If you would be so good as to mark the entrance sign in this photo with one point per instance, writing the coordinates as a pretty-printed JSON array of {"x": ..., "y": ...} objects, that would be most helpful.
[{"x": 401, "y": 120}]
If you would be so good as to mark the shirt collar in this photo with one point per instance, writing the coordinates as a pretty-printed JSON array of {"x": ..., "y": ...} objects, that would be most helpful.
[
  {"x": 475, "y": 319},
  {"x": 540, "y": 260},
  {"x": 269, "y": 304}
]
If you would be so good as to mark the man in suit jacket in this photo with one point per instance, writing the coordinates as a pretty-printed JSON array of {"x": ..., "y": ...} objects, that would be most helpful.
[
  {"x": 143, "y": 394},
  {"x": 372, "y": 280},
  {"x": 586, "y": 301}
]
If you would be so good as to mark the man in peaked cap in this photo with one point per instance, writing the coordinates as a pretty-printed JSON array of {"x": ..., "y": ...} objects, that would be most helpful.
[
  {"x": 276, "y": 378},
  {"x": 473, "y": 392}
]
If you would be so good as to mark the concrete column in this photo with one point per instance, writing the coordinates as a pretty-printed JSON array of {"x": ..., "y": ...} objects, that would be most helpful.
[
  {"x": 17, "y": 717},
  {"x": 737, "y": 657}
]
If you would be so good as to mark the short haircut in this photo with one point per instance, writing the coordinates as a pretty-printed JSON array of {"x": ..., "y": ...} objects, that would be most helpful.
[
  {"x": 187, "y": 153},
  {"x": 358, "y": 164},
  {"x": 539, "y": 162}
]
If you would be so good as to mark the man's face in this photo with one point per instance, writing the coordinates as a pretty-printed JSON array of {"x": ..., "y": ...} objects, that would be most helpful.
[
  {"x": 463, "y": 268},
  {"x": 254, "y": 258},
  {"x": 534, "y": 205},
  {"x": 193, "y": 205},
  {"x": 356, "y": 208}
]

**********

Task description: Print each entry above exactly as given.

Answer section:
If you would be so good as to mark the entrance sign in this photo with one point per instance, writing the coordinates as a pretty-printed JSON array of {"x": ..., "y": ...} objects, that would be most helpful.
[{"x": 401, "y": 120}]
If you would be so good as to mark the shirt collar in this photo with one point per instance, writing the coordinates as a pretty-printed JSON array of {"x": ..., "y": ...} objects, that would be most helpful.
[
  {"x": 475, "y": 319},
  {"x": 540, "y": 260},
  {"x": 269, "y": 304}
]
If you would be so good as to mark the man in suit jacket in this photo with one point per instance, writing the coordinates as a pretty-printed JSON array of {"x": ..., "y": ...} objects, that would be most helpful.
[
  {"x": 143, "y": 394},
  {"x": 372, "y": 280},
  {"x": 586, "y": 301}
]
If you would be so good as to mark the man in peaked cap in this photo with one point per instance, writing the coordinates as a pretty-printed JSON array of {"x": ..., "y": ...} objects, that would be most helpful.
[
  {"x": 276, "y": 378},
  {"x": 473, "y": 392}
]
If you would be so good as to mark the concrete column in this photo with one point per instance, writing the coordinates as a pretty-printed JSON array of {"x": ..., "y": ...} objects, that would be most helpful.
[
  {"x": 17, "y": 717},
  {"x": 737, "y": 657}
]
If you would be so good as to mark the short haircut in this photo with one point per instance, writing the coordinates as a pretty-printed JSON array of {"x": ..., "y": ...} objects, that would be most helpful.
[
  {"x": 187, "y": 153},
  {"x": 358, "y": 164},
  {"x": 539, "y": 162}
]
If you would be so good as to mark the man's face in this photo with one point per instance, writing the coordinates as a pretty-printed JSON array of {"x": ..., "y": ...} objects, that would be most helpful.
[
  {"x": 463, "y": 268},
  {"x": 254, "y": 258},
  {"x": 534, "y": 205},
  {"x": 193, "y": 205},
  {"x": 356, "y": 208}
]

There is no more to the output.